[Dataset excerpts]

┏━━

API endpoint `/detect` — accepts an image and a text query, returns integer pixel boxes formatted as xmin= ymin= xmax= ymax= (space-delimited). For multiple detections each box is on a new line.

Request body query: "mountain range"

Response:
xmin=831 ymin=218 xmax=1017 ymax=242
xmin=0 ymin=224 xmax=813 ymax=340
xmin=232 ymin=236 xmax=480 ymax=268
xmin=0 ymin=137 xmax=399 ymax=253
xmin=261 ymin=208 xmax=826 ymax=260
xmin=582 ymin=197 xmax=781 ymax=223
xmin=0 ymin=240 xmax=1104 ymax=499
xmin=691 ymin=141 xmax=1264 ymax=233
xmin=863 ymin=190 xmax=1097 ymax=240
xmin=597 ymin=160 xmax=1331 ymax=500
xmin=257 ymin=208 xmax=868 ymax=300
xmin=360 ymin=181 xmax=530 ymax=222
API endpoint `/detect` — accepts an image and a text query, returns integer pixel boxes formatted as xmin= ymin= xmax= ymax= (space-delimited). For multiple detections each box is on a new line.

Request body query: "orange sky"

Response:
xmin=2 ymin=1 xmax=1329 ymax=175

┗━━

— INSTRUCTIONS TO FOLLOW —
Give back every entry above, complete and exact.

— RESPONSE TO THIS EXERCISE —
API endpoint `/detect` — accepts an image and a text query, returns integer pixel boxes formatted as xmin= ymin= xmax= ymax= (space-delimited). For multiple detections each box is on a new line.

Request body query: "mountain range"

Response:
xmin=831 ymin=218 xmax=1017 ymax=242
xmin=0 ymin=224 xmax=813 ymax=340
xmin=232 ymin=236 xmax=480 ymax=268
xmin=0 ymin=137 xmax=399 ymax=253
xmin=261 ymin=208 xmax=826 ymax=260
xmin=582 ymin=197 xmax=781 ymax=223
xmin=0 ymin=240 xmax=1104 ymax=499
xmin=691 ymin=141 xmax=1264 ymax=233
xmin=863 ymin=190 xmax=1097 ymax=240
xmin=597 ymin=160 xmax=1331 ymax=500
xmin=257 ymin=208 xmax=868 ymax=300
xmin=360 ymin=181 xmax=530 ymax=222
API endpoint `/detect` — accepts an image and a text query, returns integer pixel boxes formatted as xmin= ymin= xmax= ymax= (space-delimited). For multiple detections each box is on a new line.

Request body query: "orange sky"

Response:
xmin=2 ymin=1 xmax=1329 ymax=175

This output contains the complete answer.